───── EXTRAIT CHOISI ─────
François est écolo. Il adore la nature, il vote pour les verts mais il est en total désaccord avec leurs valeurs de gauche. La nature, ce sont les grosses bêtes qui mangent les plus petites, la nature n’est ni égalitaire, ni marxiste, ni féministe… mais il ne voterait pas pour un parti écolo de droite, trop confidentiel, mieux vaut un maximum de voix pour le principal parti écologiste, histoire de montrer avec plus de poids que la nature doit être au cœur des préoccupations.

 

Sylvia aussi est écolo, mais elle est 100% d’accord avec les verts. Pourtant, elle vote à chaque élection… socialiste. Parce qu’elle croit au « vote utile ». Elle sait que verts et socialistes s’allieront, et ce qui compte, c’est de faire barrage à la droite et avoir un PS fort dès le premier tour. Le 21 Avril 2002 l’en a définitivement convaincu.     

 

Luc lui, est vraiment socialiste… mais aucune chance qu’il vote pour Hollande. Ce type représente tout ce qu’il déteste dans le socialisme, un socialisme hypocrite, trop soumis au libéralisme… et la gueule de petit comptable de Province de Hollande lui revient vraiment pas.
─────
__CONSIGNES À SUIVRE__
1. Repérez chaque ligne des données qui contient le mot « cloud » et recopiez-la.
2. Rédigez la suite du texte sur les votes de François, Sylvia et Luc en partant de sa dernière phrase.
Ce texte n'a aucun lien avec les lignes de données.
───── DONNÉES À TRAITER ─────
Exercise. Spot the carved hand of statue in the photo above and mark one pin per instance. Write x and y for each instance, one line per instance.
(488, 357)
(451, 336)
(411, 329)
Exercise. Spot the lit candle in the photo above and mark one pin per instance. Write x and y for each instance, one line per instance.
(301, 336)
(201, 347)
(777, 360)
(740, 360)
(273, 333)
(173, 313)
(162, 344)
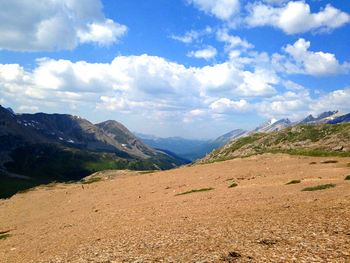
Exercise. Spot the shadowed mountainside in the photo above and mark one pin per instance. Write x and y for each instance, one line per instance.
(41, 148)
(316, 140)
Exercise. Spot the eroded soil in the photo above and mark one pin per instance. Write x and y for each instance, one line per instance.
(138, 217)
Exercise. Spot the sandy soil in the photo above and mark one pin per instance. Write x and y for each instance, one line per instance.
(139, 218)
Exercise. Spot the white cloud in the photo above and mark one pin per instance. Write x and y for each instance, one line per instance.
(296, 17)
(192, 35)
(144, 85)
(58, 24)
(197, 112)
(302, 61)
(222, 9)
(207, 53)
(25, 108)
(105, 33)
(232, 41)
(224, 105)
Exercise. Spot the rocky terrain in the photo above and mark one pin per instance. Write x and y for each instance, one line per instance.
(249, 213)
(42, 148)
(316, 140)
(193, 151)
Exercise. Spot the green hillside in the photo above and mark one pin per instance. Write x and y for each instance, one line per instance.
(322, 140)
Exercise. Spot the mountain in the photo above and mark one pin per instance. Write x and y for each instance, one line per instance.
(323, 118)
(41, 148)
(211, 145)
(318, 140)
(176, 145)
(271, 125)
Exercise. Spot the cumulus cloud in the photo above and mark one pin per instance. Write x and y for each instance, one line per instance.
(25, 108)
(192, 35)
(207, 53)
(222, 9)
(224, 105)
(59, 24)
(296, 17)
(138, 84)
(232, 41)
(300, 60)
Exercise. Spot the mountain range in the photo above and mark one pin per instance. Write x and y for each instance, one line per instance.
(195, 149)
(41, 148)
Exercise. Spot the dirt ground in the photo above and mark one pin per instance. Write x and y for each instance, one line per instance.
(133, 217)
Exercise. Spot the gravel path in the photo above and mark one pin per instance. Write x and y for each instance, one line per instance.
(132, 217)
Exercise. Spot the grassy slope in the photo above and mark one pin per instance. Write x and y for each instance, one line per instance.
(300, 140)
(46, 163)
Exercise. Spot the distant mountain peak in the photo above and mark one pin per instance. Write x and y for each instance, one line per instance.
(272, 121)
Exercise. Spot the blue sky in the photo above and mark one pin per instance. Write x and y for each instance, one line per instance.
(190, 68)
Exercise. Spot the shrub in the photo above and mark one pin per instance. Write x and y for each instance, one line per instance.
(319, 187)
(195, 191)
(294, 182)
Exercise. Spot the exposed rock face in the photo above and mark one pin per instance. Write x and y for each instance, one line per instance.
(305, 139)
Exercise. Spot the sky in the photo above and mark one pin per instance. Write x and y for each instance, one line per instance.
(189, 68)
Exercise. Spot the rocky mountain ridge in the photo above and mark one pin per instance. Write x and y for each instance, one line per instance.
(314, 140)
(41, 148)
─────
__RÉPONSES AUX CONSIGNES__
1.
Exercise. Spot the white cloud in the photo above and mark one pin per instance. Write x and y for each instance, one line per instance.
Exercise. Spot the cumulus cloud in the photo above and mark one pin per instance. Write x and y for each instance, one line per instance.

2.
Mylène est de droite… mais aucune chance qu’elle revote pour Sarkozy. Elle est pourtant d’accord avec 90% de ses idées, mais elle ne supporte pas le personnage. Pour elle, il fait honte à la droite, et il fait honte à la France. Elle ne votera pas non plus pour Marine Le Pen, et se demande si elle ne va pas finir par voter Hollande au premier comme au deuxième tour, pour virer définitivement Sarkozy.

 

 

Les exemples de ce genre sont légions. Et ils nous disent quelque chose de fondamental : on sait pour QUI les gens votent, on ne sait pas pour QUOI ils votent. Pour quoi ont voté ceux qui ont élu Sarkozy en 2007 ? Pour tout le « packaging » : le personnage, les idées, le parti, la vision économique et sociale ? Plusieurs de ces éléments, un seul, voire aucun s’ils ont voté pour lui juste parce qu’ils pensaient qu’avec Royal, ce serait encore pire ?

 

Quand est-ce qu’on vous a vraiment demandé votre avis ces 15 dernières années ? Non pas sur un chef à élire, mais sur des idées ? Une fois, sur la constitution européenne ! La seule fois où l’on interroge le peuple en 15 ans, c’est sur un traité particulièrement complexe, avec 80% de la classe politique qui considère ce réferendum comme une formalité administrative, nous dit qu’il faut répondre « oui », et basta. Résultat, le peuple a répondu non. On nous a expliqué que ce « non » était un rejet du pouvoir en place… mais il est sûrement aussi un rejet de ce sytème. Pour une fois qu’on nous demande notre avis, et puisqu’on nous précise qu’il faut répondre "oui", on répond "non", ne serait-ce que pour se donner l’impression d’avoir son mot à dire.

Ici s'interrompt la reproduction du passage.